• _DATA EXCERPTS_:
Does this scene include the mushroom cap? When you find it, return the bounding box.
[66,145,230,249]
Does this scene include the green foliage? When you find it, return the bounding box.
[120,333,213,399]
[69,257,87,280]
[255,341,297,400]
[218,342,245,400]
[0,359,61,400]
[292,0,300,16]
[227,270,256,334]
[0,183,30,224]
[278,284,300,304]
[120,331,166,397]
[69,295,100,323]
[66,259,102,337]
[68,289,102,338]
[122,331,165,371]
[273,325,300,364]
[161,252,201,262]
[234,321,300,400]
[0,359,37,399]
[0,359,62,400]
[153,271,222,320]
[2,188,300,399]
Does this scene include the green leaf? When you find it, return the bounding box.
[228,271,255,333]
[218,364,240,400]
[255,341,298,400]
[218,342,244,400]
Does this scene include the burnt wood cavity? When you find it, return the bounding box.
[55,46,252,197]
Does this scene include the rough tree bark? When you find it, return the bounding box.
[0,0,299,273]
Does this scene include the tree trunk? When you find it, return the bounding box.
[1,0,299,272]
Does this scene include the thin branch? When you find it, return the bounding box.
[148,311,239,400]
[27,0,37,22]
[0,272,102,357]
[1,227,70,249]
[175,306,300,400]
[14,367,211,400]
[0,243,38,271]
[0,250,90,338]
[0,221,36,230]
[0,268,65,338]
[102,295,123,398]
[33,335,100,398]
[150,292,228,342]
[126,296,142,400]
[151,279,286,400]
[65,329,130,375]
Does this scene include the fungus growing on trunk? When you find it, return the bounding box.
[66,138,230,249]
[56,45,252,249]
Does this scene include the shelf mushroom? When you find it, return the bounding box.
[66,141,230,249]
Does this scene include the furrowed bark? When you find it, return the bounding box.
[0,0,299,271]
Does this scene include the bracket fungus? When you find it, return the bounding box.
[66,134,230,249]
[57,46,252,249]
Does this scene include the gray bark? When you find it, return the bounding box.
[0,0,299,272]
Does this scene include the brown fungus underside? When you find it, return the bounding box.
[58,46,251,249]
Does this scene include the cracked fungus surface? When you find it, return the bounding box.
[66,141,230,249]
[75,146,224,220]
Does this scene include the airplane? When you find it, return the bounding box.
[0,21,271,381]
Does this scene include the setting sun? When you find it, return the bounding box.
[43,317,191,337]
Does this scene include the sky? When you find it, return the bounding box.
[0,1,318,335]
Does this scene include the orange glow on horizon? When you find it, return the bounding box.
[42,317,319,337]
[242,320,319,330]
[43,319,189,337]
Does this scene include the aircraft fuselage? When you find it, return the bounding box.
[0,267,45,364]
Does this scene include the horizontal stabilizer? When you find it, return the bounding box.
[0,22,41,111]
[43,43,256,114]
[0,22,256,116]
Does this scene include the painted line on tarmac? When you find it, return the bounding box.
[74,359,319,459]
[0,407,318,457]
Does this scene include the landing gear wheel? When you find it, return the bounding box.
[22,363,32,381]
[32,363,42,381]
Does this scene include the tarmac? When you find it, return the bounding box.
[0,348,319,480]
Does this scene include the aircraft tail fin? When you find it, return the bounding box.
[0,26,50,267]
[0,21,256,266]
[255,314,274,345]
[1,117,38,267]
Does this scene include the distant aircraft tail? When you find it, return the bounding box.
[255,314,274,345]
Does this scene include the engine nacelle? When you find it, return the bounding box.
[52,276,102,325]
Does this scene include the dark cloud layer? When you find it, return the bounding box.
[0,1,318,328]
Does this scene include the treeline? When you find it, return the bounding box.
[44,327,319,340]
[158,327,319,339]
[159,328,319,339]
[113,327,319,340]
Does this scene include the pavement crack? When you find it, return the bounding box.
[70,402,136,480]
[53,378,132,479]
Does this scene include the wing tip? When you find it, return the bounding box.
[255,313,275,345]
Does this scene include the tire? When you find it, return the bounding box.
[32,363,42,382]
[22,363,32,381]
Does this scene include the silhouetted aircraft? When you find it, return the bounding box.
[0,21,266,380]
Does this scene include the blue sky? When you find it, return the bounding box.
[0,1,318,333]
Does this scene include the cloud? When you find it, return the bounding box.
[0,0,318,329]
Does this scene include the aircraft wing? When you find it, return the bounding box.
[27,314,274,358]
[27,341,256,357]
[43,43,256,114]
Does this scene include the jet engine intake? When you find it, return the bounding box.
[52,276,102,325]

• _PROBLEM_:
The data above should be reproduced in full, word for word.

• _OUTPUT FOR THIS TASK_:
Does this scene include the mushroom cap? When you find it, return the bounding box.
[66,145,230,249]
Does this scene include the green foliage? When you find it, return the bounding box.
[120,333,213,399]
[69,257,87,280]
[255,341,297,400]
[218,342,245,400]
[0,359,61,400]
[292,0,300,16]
[227,270,256,334]
[0,183,30,224]
[278,284,300,304]
[120,331,166,397]
[69,295,100,323]
[66,259,102,337]
[68,289,102,338]
[122,331,165,371]
[273,325,300,364]
[161,252,201,262]
[234,321,300,400]
[0,359,37,399]
[0,359,62,400]
[153,271,222,320]
[2,188,300,399]
Does this scene include the green leaf? When you find it, return the bounding box.
[228,271,255,333]
[218,364,240,400]
[255,341,298,400]
[218,342,244,400]
Does this scene include the burnt wood cavity? When you find it, return the bounding box.
[55,46,252,197]
Does this scene include the rough tree bark? When you find it, return the bounding box.
[0,0,299,273]
Does this scene include the tree trunk? When you find it, return the bounding box.
[1,0,299,272]
Does this scene include the thin branch? When you find it, return the bounding box.
[148,311,239,400]
[27,0,37,22]
[0,272,102,357]
[1,227,70,249]
[175,306,300,400]
[14,367,211,400]
[0,243,38,271]
[0,250,90,338]
[0,221,36,230]
[0,268,65,338]
[102,295,123,398]
[33,335,100,398]
[150,292,228,342]
[126,296,142,400]
[151,279,286,400]
[65,329,130,375]
Does this scene include the fungus growing on trunk? When you find it, return the bounding box.
[66,138,230,249]
[56,45,252,249]
Does this scene include the shelf mushroom? When you find it, return the bounding box.
[66,141,230,249]
Does this scene include the furrowed bark? When you find it, return the bounding box.
[0,0,299,271]
Does this scene include the bracket fungus? When you find it, return the bounding box.
[66,134,230,249]
[57,46,252,249]
Does this scene include the gray bark? When you find it, return the bounding box.
[0,0,299,272]
Does this scene include the brown fungus underside? When you find it, return the bounding box.
[58,46,251,249]
Does this scene include the cracked fungus surface? When you find it, return the bounding box.
[66,141,230,249]
[75,146,224,220]
Does this scene include the airplane? When you find it, return the bounding box.
[0,21,271,381]
Does this scene include the setting sun? When you find it, return the bounding box.
[43,317,191,337]
Does this scene include the sky? When you find it, return the bounding box.
[0,1,318,335]
Does this scene include the orange glow on horizon? When you find it, return the bounding box.
[42,317,319,337]
[242,320,319,330]
[43,319,189,337]
Does this scene include the aircraft fuselage? When you find it, return the bounding box.
[0,267,45,364]
Does this scene include the horizontal stabilizer? When you find it, return the bounding box.
[0,22,41,111]
[43,43,256,114]
[0,22,256,116]
Does this scene include the painted line on tarmac? When you find it, return the bounding box.
[74,359,319,459]
[0,407,318,457]
Does this scene include the landing gear wheel? When you find it, return the bounding box.
[22,363,32,381]
[32,363,42,381]
Does this scene include the tarmac? When you find it, return the bounding box.
[0,348,319,480]
Does this scene include the aircraft tail fin? When you find it, return the bounding box.
[0,26,50,267]
[0,21,256,266]
[255,314,274,345]
[1,117,38,267]
Does this scene include the distant aircraft tail? When you find it, return the bounding box.
[255,314,274,345]
Does this scene include the engine nacelle? When you find it, return the bounding box.
[52,276,102,325]
Does this scene include the dark cloud layer? When you find it, return the bounding box.
[0,1,318,328]
Does this scene include the treeline? When you find it, return the bounding box.
[44,327,319,340]
[158,327,319,339]
[159,328,319,339]
[113,327,319,340]
Does this scene include the pavement crack? When you find it, return the bounding box.
[70,402,136,480]
[53,378,132,479]
Does this scene include the wing tip? When you find it, return the bounding box.
[255,313,275,345]
Does this scene include the tire? When you find it, return the bounding box.
[32,363,42,382]
[22,363,32,381]
Does this scene include the silhouetted aircraft? When you find it, return the bounding box.
[0,21,266,380]
Does this scene include the blue sky? When you find it, return the bounding box.
[0,1,318,333]
Does this scene include the cloud? When you find it, return the bounding box.
[0,0,318,329]
Does this scene include the aircraft wing? When you find it, return the bounding box.
[27,314,274,358]
[27,341,256,357]
[43,43,256,114]
Does this scene include the jet engine intake? When you find it, return the bounding box.
[52,276,102,325]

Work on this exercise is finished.